▶ [Page text]
= Miwa Matreyek =

Miwa Matreyek is a director, animator, and designer working in Los Angeles, California. In 2007, Matreyek received her MFA in Experimental Animation and Integrated Media at the California Institute of the Arts. While being a student, she developed her talent and passion for animation and collage. Matreyek collaborated with fellow students and interactive multi-media expert Chi-wang Yang and American singer Anna Oxygen to form a theater company called Cloud Eye Control. Miwa Matreyek blends animation, collage, and performance together in order to present her work of art to the public. She uses her own shadow body, rear-projected animation, and perfect timing in her work. Matreyek won the Student Grand Prize at the Platform Festival for her thesis project performance Dreaming of Lucid Living in 2007. She is known for her performance Myth and Infrastructure (2010) and her short film Lumerence (2012), which its premiere was presented at the reputable TED Global Conference in Oxford, England in July 2010. Matreyek's art (performances, short films, and installations) have been presented in many conferences, festivals, museums, schools and art centres.

== Career ==
Miwa Matreyek's first performance Ocean Flight (2005) is a piece of art put together with the help of MFA student Chi-wang Yang and singer Anna Oxygen. Matreyek will wait two years before putting out another animated performance. Matreyek's second performance, Dreaming of Lucid Living (2007), was her M.F.A thesis project. Her work was nominated for the Student Grand Prize at the Platform Festival, which she won.

Two years later, in 2009, Matreyek's work was globally praised with the release of a short film, Panorama City (2009). In the same year, Matreyek had an installation called City Lights (2009). The installation is a mix of the artist's different talents like animation, collages, and her shadow body. Matreyek's second short film, Lumerence (2012), came out three years after her first short film, Panorama City. The film has a more experimental approach, since she used collages and digital software to add a narrative to her story.

▶ [To-do list]
[1] Please reproduce the passage of the Miwa Matreyek text starting with "Two years later, in" and going on through "to her story.".
[2] According to the Miwa Matreyek text, which performance was her M.F.A. thesis project?

▶ [Records shown]
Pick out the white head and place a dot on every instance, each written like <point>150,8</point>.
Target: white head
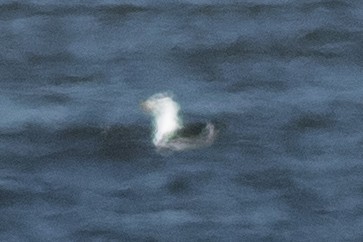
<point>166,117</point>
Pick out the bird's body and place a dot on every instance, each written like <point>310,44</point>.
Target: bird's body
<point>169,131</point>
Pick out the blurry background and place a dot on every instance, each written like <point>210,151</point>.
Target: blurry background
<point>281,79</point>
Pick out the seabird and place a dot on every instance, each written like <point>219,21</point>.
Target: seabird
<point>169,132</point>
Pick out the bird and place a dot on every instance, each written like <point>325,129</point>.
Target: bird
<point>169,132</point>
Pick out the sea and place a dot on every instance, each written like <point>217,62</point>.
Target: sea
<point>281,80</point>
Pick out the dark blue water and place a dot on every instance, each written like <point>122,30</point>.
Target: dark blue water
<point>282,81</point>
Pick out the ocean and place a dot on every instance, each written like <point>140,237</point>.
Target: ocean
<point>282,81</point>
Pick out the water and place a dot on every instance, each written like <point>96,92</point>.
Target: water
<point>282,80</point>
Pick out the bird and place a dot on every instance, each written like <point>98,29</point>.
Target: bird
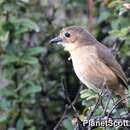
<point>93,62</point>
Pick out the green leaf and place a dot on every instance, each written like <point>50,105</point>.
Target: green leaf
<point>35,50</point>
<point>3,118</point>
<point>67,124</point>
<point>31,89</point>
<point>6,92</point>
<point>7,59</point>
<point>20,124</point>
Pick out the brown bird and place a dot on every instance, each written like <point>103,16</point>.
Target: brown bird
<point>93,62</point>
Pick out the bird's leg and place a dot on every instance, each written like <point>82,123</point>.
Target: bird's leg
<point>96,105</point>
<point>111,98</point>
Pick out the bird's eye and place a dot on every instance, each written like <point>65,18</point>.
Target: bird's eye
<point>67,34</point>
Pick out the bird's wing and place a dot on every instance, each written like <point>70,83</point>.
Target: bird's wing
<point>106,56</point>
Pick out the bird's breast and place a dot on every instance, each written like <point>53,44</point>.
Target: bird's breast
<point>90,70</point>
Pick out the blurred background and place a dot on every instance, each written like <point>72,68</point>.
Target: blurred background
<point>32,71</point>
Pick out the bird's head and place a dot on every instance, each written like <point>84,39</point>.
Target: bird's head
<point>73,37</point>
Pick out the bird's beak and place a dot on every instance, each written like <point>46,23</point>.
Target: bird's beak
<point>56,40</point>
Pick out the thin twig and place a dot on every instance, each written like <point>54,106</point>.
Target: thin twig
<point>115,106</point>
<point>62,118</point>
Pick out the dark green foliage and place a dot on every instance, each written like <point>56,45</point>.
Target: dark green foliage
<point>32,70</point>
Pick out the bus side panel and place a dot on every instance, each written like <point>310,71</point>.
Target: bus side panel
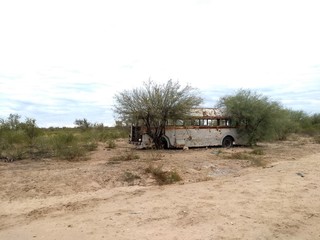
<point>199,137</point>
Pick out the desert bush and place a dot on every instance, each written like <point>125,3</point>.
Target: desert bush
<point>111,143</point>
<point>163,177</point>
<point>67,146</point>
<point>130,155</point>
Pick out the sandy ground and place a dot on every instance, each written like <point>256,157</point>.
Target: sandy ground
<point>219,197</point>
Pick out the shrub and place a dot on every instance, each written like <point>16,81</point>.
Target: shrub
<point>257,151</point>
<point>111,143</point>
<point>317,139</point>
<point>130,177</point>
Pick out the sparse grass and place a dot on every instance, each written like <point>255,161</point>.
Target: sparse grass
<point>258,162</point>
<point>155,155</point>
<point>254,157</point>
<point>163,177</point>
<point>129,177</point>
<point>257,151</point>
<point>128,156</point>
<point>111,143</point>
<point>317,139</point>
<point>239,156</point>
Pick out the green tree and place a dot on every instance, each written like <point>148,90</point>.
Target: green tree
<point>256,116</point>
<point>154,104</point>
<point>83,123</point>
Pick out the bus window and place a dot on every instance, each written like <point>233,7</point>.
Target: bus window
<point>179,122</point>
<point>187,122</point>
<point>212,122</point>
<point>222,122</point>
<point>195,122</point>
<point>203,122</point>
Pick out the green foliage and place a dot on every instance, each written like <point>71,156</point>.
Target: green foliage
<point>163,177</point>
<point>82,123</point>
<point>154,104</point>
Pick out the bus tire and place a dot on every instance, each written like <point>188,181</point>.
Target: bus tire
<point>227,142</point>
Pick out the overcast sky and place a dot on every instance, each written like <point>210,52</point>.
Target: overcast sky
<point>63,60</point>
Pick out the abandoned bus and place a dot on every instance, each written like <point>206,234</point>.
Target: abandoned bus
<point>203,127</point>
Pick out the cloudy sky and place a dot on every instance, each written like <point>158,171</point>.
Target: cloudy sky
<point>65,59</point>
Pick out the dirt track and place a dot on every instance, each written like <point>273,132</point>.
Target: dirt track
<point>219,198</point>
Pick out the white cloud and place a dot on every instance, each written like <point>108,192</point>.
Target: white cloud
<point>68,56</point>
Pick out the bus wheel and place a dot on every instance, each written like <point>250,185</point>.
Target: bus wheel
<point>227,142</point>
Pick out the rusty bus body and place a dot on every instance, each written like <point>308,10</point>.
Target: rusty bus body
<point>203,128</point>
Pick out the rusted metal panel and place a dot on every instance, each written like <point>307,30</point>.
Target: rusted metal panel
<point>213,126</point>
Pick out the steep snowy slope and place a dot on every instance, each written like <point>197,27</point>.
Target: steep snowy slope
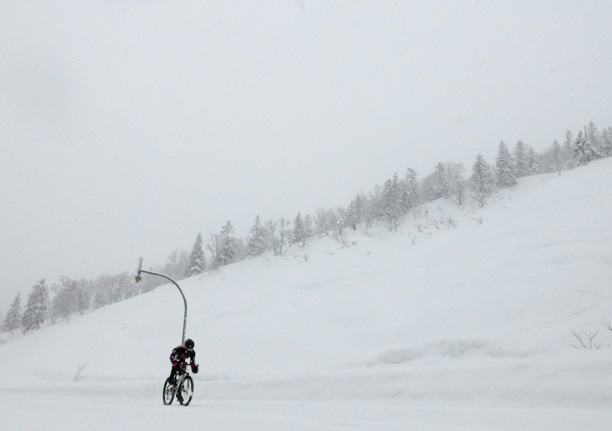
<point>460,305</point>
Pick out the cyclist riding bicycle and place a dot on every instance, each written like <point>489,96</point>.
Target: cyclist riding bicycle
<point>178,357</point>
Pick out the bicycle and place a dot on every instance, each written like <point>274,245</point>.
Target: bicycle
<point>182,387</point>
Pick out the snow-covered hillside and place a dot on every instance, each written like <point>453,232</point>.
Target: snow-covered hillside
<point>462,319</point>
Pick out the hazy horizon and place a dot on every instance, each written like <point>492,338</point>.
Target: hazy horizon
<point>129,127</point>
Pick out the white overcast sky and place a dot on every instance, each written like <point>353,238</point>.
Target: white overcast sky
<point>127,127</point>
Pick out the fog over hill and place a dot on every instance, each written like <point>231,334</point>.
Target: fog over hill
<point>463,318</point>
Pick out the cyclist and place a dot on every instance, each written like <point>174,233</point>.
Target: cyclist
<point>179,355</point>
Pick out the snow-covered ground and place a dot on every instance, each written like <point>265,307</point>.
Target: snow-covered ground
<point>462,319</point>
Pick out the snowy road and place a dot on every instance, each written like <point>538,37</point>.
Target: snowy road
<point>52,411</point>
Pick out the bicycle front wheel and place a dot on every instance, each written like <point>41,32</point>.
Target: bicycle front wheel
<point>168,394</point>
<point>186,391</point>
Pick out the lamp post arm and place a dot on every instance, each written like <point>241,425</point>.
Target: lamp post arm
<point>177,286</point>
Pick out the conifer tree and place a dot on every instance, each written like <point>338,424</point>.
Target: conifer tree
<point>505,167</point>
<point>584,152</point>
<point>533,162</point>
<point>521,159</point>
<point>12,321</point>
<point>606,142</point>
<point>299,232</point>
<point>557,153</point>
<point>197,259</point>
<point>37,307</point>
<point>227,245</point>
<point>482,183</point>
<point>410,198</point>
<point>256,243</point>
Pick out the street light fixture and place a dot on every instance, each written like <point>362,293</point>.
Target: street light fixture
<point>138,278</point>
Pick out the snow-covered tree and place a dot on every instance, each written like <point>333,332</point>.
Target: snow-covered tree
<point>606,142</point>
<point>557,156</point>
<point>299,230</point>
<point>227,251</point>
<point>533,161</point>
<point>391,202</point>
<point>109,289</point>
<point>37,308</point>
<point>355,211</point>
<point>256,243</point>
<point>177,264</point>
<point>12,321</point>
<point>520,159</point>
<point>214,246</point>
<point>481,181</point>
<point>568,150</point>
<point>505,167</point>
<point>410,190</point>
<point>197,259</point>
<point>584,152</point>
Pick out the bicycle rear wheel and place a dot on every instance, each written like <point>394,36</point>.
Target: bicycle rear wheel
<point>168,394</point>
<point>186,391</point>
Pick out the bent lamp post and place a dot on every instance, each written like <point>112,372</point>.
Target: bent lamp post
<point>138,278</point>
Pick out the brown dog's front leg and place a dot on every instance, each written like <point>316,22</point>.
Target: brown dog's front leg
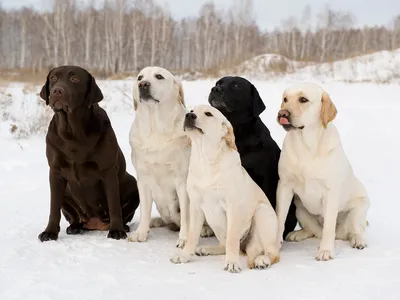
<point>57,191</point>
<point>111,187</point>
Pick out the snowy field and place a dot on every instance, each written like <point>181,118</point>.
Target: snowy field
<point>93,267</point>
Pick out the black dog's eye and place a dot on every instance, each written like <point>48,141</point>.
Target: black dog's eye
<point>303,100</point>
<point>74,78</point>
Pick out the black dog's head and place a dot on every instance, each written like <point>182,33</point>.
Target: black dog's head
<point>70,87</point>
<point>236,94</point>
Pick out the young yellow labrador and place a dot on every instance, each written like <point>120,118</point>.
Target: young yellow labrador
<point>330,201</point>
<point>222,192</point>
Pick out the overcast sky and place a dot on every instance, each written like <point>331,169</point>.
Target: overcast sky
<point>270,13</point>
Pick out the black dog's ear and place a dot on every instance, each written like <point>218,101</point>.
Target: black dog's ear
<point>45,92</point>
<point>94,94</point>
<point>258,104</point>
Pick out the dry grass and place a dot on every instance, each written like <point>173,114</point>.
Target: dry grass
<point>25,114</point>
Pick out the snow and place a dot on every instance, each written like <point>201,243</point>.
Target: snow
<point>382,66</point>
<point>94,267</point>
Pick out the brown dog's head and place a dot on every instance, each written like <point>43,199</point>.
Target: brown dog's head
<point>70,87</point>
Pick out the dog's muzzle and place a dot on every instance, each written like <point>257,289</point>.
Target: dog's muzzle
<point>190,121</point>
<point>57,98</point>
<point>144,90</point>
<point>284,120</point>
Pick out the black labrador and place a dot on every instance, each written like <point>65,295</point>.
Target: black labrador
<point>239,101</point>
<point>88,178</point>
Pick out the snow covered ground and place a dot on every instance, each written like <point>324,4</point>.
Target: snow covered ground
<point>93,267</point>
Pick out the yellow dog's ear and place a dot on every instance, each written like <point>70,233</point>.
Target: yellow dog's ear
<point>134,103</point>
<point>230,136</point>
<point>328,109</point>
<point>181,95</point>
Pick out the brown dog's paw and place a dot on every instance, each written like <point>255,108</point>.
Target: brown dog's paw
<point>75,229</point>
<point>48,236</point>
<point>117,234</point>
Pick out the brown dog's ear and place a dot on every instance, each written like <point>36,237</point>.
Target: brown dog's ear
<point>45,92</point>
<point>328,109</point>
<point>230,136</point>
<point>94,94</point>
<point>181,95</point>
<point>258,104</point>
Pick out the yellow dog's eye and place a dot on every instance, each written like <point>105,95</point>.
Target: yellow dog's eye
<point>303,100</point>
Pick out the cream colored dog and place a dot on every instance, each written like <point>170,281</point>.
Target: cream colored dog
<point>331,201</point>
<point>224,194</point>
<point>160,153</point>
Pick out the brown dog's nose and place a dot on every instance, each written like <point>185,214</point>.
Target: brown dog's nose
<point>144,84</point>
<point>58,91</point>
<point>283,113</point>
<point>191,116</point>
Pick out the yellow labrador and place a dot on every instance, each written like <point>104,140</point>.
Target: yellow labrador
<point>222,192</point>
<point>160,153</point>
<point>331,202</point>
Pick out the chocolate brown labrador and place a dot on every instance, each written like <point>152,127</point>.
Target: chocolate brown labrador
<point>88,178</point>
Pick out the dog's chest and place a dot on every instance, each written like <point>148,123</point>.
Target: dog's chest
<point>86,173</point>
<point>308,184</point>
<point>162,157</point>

==

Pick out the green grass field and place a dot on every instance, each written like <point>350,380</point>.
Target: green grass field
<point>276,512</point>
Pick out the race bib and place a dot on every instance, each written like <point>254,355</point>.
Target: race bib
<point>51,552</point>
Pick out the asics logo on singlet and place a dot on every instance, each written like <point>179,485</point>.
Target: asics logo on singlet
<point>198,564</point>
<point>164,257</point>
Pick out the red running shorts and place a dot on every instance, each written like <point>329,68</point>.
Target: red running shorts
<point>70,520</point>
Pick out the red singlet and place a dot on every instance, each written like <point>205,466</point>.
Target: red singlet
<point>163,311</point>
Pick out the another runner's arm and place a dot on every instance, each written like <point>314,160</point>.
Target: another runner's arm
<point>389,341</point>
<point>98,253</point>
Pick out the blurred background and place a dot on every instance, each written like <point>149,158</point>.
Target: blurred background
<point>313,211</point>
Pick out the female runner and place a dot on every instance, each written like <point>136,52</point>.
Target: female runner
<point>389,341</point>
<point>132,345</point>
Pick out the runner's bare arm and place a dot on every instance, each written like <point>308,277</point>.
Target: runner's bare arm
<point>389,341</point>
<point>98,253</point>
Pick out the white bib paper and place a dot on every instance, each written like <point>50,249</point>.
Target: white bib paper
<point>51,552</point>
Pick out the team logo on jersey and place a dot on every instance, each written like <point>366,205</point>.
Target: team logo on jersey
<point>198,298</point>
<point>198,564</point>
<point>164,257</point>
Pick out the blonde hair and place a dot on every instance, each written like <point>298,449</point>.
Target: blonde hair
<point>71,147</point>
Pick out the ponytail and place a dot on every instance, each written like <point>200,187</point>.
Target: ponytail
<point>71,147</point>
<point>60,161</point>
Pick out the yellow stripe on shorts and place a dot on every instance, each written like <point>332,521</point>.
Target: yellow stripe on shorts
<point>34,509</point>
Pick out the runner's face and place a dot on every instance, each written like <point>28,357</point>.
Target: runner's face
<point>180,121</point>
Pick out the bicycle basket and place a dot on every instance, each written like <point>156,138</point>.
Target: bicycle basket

▶ [Task-by-task outputs]
[1]
Two years later, in 2009, Matreyek's work was globally praised with the release of a short film, Panorama City (2009). In the same year, Matreyek had an installation called City Lights (2009). The installation is a mix of the artist's different talents like animation, collages, and her shadow body. Matreyek's second short film, Lumerence (2012), came out three years after her first short film, Panorama City. The film has a more experimental approach, since she used collages and digital software to add a narrative to her story.

[2] Dreaming of Lucid Living (2007)